-- SUPPLIED DATA follows --

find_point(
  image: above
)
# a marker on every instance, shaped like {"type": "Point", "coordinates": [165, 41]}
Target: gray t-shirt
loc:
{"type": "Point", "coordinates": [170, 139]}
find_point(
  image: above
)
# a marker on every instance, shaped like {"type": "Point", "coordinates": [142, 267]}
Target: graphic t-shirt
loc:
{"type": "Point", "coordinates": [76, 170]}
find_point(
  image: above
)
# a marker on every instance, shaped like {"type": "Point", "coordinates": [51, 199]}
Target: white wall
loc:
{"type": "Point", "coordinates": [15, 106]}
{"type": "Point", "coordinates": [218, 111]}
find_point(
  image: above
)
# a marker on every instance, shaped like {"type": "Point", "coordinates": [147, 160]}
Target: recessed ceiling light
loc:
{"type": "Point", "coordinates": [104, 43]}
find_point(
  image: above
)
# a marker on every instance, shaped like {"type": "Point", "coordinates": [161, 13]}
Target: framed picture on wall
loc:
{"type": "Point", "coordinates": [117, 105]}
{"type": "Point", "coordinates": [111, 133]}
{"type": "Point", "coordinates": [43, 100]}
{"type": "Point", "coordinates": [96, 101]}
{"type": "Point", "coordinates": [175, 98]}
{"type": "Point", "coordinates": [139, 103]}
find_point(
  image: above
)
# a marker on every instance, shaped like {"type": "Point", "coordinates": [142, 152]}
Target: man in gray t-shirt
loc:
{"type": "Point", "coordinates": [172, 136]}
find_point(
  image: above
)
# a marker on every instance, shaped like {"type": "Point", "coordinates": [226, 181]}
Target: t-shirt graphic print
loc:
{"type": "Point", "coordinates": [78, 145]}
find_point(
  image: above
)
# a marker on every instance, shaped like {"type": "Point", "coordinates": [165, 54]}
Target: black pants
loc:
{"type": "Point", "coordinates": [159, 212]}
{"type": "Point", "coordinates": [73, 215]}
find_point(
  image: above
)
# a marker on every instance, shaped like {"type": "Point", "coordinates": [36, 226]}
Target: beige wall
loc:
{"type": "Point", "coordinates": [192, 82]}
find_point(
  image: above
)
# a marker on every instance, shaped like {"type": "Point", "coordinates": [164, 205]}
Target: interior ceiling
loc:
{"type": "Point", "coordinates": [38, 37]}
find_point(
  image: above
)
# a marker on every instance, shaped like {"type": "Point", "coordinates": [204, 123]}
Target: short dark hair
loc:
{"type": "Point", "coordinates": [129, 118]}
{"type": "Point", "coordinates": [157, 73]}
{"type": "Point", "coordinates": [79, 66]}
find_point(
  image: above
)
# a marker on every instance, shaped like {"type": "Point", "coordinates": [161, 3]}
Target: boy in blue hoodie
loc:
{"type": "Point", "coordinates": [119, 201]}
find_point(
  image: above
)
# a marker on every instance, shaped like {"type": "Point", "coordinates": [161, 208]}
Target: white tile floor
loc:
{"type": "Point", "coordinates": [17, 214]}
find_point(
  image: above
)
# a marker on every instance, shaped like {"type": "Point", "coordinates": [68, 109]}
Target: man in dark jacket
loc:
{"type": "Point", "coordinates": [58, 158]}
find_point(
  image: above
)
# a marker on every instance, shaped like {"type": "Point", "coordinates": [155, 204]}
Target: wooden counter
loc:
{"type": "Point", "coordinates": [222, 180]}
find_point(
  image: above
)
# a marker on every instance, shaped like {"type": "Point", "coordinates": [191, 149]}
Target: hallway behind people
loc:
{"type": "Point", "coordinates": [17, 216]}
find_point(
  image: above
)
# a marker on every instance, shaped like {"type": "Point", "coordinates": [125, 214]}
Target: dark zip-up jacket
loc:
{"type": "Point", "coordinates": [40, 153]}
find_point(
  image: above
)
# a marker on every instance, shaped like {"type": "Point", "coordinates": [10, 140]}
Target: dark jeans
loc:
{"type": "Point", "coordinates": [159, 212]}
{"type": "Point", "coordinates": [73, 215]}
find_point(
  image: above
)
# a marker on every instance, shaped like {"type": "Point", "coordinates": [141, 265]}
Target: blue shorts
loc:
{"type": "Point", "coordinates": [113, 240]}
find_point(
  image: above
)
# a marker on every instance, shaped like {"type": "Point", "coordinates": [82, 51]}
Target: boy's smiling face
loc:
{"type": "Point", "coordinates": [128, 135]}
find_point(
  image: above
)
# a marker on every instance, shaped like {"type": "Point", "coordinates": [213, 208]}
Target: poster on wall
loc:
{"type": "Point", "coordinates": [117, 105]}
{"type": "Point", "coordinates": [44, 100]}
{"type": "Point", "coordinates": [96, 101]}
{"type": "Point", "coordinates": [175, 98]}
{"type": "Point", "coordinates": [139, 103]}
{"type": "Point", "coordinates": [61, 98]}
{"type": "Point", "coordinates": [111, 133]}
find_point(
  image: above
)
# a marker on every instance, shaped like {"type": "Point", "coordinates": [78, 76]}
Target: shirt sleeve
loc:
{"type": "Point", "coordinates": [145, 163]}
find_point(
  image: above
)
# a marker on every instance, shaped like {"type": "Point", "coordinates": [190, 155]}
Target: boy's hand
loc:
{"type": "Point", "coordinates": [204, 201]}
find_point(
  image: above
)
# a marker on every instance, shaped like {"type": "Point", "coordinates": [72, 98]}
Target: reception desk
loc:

-- SUPPLIED DATA concluded --

» WORK REQUIRED:
The lines to return are those in the records above that hold the word "graphic".

» WRITTEN SOLUTION:
Target: graphic t-shirt
Target: t-shirt graphic print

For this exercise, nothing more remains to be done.